▶ Problem to solve: Show every line in the records below that contains the word "bicycle", treating uppercase and lowercase letters as different.

▶ Data section:

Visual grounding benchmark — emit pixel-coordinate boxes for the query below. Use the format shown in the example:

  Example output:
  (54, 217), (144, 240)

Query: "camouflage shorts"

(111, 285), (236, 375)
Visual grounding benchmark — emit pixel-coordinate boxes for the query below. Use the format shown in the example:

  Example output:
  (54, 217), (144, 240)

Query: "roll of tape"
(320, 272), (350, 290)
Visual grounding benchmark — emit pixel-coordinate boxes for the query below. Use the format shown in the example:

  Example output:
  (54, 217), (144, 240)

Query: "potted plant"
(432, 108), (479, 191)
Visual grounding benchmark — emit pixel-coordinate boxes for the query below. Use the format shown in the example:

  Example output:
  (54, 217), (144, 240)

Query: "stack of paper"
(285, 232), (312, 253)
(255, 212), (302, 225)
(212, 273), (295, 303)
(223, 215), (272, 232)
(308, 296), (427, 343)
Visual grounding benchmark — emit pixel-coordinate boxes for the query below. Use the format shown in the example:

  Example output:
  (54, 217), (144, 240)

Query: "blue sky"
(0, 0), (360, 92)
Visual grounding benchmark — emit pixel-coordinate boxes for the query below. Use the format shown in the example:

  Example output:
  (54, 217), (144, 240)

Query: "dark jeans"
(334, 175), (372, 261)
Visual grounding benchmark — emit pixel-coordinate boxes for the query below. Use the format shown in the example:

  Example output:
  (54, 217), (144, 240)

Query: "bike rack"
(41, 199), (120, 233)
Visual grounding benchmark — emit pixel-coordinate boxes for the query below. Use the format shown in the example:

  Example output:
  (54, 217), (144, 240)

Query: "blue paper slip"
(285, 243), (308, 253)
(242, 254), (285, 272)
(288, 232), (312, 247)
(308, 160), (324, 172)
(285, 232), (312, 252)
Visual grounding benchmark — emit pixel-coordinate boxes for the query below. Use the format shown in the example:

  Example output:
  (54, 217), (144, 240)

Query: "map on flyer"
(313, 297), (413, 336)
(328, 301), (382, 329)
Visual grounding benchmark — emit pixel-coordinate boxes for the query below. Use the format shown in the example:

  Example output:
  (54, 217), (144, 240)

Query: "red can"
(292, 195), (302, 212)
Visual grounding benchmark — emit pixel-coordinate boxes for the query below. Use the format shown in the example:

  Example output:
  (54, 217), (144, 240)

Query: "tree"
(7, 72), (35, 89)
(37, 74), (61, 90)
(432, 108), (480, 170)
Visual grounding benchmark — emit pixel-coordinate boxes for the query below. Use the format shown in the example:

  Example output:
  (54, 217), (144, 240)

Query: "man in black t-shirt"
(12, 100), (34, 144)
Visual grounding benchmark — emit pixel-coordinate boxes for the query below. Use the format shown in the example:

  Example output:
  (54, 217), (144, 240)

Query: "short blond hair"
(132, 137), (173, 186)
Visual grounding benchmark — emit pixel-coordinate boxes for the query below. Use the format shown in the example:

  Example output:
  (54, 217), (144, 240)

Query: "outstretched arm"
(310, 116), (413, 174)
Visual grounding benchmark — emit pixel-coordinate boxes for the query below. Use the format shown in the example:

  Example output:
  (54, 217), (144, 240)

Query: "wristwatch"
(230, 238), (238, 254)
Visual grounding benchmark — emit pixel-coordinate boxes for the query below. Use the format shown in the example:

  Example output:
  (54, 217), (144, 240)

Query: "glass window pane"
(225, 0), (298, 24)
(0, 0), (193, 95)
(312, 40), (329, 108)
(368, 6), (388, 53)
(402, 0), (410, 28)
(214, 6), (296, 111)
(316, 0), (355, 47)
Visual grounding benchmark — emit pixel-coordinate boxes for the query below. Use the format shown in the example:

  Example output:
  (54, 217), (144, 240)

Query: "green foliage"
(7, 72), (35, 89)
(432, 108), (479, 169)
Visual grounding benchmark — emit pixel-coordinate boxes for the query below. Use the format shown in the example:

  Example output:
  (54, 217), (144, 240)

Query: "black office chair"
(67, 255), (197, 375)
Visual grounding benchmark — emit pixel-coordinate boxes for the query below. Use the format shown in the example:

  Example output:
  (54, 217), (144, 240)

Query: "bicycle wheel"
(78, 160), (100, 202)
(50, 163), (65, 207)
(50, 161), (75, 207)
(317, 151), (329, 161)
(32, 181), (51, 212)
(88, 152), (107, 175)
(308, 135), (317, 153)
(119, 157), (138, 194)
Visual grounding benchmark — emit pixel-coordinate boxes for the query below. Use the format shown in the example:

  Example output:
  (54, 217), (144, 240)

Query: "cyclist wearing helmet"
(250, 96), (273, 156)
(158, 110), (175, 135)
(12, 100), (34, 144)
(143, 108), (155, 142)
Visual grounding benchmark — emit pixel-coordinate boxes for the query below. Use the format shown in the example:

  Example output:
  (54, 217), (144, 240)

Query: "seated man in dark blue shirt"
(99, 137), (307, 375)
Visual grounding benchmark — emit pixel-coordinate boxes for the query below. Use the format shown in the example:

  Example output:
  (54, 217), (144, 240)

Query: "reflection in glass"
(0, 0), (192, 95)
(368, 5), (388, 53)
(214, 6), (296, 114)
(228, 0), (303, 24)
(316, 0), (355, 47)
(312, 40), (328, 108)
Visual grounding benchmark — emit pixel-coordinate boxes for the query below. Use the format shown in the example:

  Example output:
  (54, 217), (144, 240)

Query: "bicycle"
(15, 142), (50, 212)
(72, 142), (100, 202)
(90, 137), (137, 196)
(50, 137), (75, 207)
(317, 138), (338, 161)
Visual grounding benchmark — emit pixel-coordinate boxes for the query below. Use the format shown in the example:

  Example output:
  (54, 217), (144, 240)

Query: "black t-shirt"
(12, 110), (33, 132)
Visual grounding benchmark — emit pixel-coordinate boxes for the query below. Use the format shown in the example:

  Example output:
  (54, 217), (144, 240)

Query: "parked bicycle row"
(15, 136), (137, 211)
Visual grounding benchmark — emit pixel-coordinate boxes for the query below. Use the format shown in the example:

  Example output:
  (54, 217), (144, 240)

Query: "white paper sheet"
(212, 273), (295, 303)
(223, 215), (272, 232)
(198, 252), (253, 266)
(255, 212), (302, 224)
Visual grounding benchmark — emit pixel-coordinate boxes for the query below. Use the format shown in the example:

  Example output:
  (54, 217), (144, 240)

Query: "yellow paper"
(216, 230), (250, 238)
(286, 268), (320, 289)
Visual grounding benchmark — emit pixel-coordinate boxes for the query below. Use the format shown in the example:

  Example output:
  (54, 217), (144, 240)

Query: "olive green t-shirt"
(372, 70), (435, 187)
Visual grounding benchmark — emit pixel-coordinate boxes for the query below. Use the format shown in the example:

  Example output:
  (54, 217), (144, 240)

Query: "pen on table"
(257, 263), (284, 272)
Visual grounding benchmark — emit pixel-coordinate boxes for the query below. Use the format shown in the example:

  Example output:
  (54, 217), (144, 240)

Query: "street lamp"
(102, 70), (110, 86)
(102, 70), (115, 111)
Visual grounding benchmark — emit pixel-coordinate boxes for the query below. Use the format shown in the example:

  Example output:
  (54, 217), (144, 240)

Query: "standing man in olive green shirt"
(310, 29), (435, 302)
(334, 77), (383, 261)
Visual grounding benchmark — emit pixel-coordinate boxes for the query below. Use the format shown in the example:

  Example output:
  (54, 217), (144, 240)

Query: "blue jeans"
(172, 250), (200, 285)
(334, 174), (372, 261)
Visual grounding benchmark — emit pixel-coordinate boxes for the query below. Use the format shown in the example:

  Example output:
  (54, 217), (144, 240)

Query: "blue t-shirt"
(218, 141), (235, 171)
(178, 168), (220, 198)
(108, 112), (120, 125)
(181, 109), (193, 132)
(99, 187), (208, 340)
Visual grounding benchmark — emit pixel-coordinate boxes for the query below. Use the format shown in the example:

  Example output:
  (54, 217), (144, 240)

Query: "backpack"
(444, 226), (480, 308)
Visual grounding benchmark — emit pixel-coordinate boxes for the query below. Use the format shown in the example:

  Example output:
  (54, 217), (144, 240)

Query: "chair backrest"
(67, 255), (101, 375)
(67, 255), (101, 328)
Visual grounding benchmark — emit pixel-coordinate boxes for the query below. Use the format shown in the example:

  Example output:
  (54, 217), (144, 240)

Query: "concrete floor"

▶ Task result:
Query: "bicycle wheel"
Query: "bicycle"
Query: "parked bicycle row"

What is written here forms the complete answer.